▸ **Short exercise**: Lay out every line of the records below as a Markdown table with two columns, Row for the row number and Line for the line itself. Skip blank lines and leave the pictures out.

▸ **Excerpted data**:
==*==
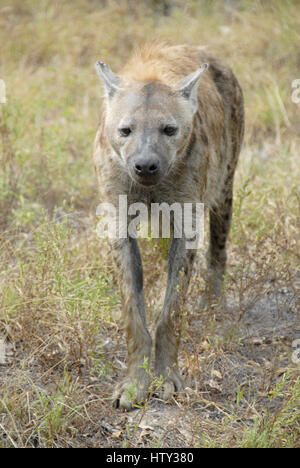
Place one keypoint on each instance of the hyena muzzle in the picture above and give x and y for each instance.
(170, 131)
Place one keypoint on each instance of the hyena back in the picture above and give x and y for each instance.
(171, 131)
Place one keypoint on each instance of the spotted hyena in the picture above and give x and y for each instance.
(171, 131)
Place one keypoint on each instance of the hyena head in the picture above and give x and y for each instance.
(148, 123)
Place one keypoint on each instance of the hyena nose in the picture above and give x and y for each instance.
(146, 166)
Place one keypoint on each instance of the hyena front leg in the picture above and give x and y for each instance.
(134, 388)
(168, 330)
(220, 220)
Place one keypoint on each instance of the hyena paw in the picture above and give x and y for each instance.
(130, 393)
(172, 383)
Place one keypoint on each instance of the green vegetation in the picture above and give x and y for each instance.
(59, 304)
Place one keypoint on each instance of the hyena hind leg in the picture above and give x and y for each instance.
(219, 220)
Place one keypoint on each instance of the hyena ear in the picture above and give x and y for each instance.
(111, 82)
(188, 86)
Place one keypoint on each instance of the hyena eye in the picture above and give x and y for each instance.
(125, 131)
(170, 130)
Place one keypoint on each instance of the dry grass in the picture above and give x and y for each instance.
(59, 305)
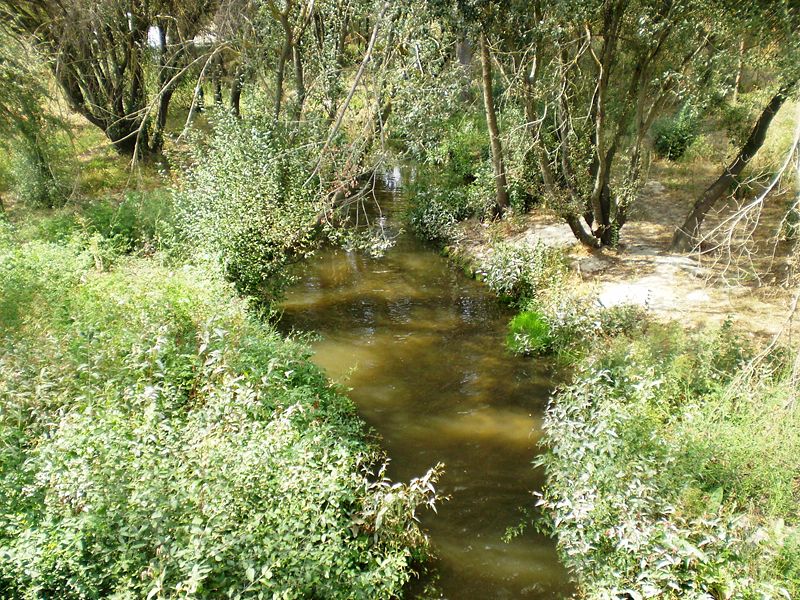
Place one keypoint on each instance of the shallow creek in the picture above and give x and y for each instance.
==*==
▸ **Response to the task**:
| Row | Line |
|---|---|
| 1 | Place one keypoint on each instance of the hyena muzzle in the picture above and give x and y for each instance. |
| 2 | (170, 131) |
| 3 | Place one keypoint on each instance of the hyena back in the picture above and give x and y for each instance. |
| 4 | (171, 131) |
| 5 | Place one keypoint on each instance of the spotted hyena in the picture above and give x and y for each instance. |
| 6 | (171, 131) |
| 7 | Place one keypoint on each instance of the hyena head in the picture above and give x and y for each instance. |
| 8 | (148, 123) |
| 9 | Place one keypoint on each instance of the hyena nose in the picture above and give x and y for each instance. |
| 10 | (146, 166) |
| 11 | Place one keypoint on each instance of the hyena front leg in the picture above and give x and y for each instance. |
| 12 | (134, 388) |
| 13 | (168, 330) |
| 14 | (220, 220) |
| 15 | Place one keypoint on each instance of the hyena paw in the picture above and give x and y for each instance. |
| 16 | (130, 393) |
| 17 | (172, 383) |
| 18 | Place one keypoint on each instance of the green vegetation in the picture above and give x and y for each instance. |
| 19 | (59, 304) |
| 20 | Place one keypoint on each instance of the hyena hind leg in the picture above and give x and y for each instance. |
| 21 | (219, 220) |
| 22 | Place one keypoint on each instance of the hyena ear in the picture above and give x and y for each instance. |
| 23 | (111, 82) |
| 24 | (188, 86) |
| 25 | Place one keypoint on each instance of the hyena eye in the picture above and give x and y for each instance. |
| 26 | (125, 131) |
| 27 | (170, 130) |
| 28 | Place one keypoint on each instance of the dry grass in the picture above and give x and y for each instance. |
| 29 | (59, 305) |
| 30 | Place one keypoint on each instance of the shallow creek in the picture above and give x and y for each instance. |